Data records
----
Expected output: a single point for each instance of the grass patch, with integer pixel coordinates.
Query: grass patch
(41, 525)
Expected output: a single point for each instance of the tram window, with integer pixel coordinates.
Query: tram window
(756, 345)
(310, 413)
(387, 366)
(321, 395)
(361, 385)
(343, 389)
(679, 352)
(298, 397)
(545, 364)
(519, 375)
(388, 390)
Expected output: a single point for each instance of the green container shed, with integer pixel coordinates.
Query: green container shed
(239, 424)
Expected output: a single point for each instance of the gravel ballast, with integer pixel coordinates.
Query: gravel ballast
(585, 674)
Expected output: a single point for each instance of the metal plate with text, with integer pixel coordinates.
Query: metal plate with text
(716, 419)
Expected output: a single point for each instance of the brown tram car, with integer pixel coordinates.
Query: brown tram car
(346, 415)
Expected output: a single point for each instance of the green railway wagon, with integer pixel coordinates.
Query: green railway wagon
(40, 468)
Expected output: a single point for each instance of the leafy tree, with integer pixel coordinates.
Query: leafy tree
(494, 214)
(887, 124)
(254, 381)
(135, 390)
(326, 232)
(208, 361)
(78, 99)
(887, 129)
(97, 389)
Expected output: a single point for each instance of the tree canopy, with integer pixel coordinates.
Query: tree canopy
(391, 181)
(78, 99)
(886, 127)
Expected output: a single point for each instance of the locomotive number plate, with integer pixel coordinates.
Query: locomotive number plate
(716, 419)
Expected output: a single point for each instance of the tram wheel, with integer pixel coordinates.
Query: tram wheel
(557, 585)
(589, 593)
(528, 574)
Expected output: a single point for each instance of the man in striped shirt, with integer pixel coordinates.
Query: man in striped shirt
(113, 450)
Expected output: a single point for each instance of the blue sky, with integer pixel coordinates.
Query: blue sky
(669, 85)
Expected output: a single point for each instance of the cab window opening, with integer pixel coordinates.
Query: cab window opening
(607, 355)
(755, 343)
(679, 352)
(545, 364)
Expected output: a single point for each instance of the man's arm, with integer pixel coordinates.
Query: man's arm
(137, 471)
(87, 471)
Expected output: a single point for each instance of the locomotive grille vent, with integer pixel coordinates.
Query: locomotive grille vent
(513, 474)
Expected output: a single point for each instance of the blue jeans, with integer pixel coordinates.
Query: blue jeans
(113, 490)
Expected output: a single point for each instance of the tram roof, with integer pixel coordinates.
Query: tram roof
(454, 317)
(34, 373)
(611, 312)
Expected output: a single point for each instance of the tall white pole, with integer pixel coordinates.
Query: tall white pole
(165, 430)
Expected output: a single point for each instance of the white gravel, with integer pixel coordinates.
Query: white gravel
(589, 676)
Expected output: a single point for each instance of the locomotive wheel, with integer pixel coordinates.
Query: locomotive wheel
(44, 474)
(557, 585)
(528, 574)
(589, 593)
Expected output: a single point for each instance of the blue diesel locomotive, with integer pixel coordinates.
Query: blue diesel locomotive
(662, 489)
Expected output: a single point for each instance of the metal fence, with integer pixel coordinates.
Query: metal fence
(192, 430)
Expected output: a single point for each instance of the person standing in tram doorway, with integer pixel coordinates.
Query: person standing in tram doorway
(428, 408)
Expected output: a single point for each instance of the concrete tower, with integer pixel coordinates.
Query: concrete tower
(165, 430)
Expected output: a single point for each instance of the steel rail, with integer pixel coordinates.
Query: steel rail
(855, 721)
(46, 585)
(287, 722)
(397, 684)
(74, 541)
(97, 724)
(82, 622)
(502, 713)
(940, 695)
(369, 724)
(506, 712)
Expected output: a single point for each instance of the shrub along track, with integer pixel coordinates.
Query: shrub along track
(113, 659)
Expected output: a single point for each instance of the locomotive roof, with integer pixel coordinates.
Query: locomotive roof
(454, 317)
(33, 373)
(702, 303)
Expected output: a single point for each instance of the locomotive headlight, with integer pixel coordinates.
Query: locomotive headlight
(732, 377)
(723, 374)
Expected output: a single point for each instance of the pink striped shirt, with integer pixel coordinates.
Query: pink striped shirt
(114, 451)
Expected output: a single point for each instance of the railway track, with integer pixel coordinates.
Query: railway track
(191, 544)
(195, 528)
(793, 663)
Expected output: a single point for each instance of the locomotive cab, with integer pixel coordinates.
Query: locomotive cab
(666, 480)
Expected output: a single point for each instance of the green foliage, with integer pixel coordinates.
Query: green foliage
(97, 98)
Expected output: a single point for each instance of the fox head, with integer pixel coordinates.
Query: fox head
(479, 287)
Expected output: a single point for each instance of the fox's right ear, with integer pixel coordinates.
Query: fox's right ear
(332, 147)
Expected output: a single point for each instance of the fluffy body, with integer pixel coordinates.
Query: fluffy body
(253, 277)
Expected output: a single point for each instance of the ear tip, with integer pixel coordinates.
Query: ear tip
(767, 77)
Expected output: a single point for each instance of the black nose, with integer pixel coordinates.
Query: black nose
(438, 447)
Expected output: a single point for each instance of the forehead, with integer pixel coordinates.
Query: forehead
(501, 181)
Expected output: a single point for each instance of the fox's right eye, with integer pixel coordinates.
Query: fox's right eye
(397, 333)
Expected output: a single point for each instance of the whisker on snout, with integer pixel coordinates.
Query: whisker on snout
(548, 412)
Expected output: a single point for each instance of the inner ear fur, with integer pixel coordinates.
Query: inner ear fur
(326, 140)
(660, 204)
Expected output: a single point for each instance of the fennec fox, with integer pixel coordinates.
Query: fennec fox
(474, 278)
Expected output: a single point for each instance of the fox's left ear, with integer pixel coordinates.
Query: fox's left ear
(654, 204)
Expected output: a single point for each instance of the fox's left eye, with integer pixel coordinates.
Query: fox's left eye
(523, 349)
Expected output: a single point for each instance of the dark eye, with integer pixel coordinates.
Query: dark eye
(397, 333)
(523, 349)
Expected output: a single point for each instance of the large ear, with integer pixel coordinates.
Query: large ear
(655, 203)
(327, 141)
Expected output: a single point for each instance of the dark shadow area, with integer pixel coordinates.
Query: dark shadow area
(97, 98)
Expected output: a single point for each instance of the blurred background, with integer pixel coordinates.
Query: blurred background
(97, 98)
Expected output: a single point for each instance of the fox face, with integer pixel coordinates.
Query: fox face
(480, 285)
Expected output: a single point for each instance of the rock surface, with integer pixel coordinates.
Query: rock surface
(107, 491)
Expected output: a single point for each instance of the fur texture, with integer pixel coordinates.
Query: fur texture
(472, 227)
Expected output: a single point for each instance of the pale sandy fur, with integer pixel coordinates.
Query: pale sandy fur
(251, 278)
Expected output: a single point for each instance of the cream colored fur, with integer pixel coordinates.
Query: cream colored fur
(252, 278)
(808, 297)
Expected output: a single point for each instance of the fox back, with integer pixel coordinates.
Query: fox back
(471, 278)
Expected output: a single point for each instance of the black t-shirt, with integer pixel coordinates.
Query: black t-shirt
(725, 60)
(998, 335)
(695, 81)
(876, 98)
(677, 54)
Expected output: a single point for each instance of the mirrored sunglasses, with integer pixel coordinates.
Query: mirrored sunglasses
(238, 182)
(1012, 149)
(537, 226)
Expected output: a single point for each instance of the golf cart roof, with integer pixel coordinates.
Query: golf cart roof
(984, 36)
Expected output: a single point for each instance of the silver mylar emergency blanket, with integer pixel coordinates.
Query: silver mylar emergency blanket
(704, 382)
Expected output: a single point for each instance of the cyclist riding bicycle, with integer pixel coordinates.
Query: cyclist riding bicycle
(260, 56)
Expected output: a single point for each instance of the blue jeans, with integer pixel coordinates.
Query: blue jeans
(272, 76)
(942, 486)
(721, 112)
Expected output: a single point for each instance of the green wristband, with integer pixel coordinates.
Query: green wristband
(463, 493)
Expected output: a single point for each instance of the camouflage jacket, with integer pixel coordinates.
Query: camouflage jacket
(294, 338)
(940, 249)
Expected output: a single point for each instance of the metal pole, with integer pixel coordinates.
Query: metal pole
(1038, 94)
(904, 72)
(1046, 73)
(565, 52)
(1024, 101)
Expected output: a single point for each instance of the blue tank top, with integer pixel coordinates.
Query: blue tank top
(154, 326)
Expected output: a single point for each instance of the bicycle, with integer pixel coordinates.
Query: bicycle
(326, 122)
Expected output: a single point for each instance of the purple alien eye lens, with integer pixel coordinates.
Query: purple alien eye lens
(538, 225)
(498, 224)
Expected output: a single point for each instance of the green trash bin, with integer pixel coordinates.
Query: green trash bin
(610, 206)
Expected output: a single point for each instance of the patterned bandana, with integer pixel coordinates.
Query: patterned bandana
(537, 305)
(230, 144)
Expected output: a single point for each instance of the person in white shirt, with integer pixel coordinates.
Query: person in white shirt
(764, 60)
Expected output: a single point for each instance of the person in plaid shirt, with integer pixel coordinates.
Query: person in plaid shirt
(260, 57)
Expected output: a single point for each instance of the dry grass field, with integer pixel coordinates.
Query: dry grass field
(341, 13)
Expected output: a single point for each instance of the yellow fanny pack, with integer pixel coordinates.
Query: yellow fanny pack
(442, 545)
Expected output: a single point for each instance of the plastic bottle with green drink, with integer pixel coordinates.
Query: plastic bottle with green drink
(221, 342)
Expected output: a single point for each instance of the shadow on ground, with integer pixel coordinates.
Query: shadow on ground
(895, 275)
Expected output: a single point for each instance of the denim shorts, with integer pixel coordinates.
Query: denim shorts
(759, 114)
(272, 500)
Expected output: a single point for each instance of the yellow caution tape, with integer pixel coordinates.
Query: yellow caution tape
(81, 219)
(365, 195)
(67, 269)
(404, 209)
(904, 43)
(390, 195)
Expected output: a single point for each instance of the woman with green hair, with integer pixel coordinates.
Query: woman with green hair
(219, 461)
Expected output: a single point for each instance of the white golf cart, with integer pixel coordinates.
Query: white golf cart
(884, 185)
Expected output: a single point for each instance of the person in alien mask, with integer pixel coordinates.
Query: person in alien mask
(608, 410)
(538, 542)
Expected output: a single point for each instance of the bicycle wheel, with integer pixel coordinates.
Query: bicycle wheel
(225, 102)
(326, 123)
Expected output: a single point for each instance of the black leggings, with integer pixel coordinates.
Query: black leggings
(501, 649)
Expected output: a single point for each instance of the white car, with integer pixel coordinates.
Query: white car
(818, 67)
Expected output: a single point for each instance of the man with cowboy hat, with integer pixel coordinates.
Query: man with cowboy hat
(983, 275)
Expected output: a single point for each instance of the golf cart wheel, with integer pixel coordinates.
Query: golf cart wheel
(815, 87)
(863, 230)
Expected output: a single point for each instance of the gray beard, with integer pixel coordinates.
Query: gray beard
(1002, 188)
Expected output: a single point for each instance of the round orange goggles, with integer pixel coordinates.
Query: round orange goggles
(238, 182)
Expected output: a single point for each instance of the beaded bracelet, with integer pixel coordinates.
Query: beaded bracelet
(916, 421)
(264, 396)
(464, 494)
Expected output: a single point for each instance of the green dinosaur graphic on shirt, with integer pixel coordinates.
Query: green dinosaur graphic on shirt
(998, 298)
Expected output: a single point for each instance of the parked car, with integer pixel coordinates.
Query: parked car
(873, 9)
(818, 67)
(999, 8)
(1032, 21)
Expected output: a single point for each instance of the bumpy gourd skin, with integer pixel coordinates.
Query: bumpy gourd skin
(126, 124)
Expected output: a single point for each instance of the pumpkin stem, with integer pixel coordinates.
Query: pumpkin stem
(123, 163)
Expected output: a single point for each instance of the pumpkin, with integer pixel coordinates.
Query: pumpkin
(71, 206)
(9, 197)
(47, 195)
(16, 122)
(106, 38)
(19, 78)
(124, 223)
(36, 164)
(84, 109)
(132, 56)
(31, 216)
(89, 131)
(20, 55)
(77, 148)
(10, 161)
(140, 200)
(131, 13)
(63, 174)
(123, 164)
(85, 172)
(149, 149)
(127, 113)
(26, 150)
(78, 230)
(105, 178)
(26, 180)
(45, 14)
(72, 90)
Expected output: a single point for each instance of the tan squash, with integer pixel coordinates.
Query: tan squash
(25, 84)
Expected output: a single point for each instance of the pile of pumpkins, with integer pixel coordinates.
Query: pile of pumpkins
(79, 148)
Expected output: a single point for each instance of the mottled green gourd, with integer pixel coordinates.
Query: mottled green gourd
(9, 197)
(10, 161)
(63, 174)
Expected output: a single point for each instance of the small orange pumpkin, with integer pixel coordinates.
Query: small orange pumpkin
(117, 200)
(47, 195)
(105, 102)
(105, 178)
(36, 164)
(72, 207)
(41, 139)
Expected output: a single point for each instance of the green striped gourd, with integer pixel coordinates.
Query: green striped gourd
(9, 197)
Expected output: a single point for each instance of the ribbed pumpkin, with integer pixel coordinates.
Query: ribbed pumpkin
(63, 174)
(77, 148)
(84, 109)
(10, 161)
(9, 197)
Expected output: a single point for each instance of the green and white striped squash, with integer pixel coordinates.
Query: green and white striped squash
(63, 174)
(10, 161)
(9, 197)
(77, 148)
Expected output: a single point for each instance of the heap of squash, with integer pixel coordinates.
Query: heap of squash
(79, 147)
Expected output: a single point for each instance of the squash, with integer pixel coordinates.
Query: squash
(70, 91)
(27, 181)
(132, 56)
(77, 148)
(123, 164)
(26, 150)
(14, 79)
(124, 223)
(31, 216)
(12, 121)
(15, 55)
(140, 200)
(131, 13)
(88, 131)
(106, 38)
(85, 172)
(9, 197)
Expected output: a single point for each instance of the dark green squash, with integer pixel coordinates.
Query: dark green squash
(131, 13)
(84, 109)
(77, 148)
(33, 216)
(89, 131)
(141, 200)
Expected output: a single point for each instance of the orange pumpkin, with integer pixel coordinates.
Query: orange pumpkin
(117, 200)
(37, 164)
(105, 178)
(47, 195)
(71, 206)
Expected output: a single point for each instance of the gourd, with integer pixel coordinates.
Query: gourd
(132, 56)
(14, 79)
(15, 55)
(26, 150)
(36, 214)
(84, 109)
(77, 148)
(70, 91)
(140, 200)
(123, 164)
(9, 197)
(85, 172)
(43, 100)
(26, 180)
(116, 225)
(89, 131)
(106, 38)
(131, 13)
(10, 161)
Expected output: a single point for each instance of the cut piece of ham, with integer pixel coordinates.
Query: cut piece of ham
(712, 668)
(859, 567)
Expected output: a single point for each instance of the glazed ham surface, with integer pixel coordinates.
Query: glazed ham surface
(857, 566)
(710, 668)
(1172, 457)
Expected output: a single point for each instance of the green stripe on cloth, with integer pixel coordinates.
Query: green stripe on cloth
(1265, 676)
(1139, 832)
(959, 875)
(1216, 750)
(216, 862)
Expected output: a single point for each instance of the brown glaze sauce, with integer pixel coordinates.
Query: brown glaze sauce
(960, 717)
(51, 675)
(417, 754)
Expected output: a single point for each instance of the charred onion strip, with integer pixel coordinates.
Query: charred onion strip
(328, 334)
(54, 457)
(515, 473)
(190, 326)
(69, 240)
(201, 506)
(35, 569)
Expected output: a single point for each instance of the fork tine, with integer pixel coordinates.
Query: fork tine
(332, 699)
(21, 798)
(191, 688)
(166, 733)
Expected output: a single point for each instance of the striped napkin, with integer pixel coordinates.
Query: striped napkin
----
§ **What is asked**: In the records above, locate the line that contains "Expected output: a single point for each instance of the orange". Repeat it and every line after it, exactly, and nothing else.

§ **Answer to this exercise**:
Expected output: a single point for each instance of the orange pumpkin, with integer pixel coordinates.
Query: orange pumpkin
(117, 200)
(37, 164)
(105, 178)
(47, 195)
(71, 206)
Expected output: a single point for each instance of the gourd, with integer pixel coordinates.
Query: gourd
(132, 56)
(14, 79)
(15, 55)
(26, 150)
(36, 214)
(84, 109)
(77, 148)
(70, 91)
(140, 200)
(123, 164)
(9, 197)
(85, 172)
(43, 100)
(26, 180)
(116, 225)
(89, 131)
(106, 38)
(131, 13)
(10, 161)
Expected output: a single point for each instance of the cut piece of ham, with integer pixel coordinates.
Query: cut piece of ham
(712, 668)
(859, 567)
Expected output: a single point for each instance of the glazed ham surface, with integer pixel coordinates.
Query: glazed ham surface
(857, 566)
(710, 668)
(1172, 457)
Expected output: a single point for each instance of the green stripe on cloth, with integer pixel coordinates.
Query: green stripe on cloth
(1265, 676)
(1139, 832)
(959, 875)
(1216, 750)
(216, 862)
Expected output: a single point for each instance of the brown glaze sauce, with integer pixel coordinates.
Query: brown glaze sauce
(960, 717)
(51, 675)
(417, 754)
Expected output: a single point for each instance of the charred onion strip, with integer pixel coordinates.
Query: charred onion strip
(328, 334)
(54, 457)
(515, 473)
(190, 326)
(69, 240)
(201, 506)
(35, 569)
Expected output: a single point for each instance of the fork tine, with integer pixel coordinates.
Query: fork tine
(332, 699)
(21, 798)
(191, 688)
(166, 733)
Expected output: a single point for each instance of the striped napkin, with integer pixel coordinates.
Query: striped napkin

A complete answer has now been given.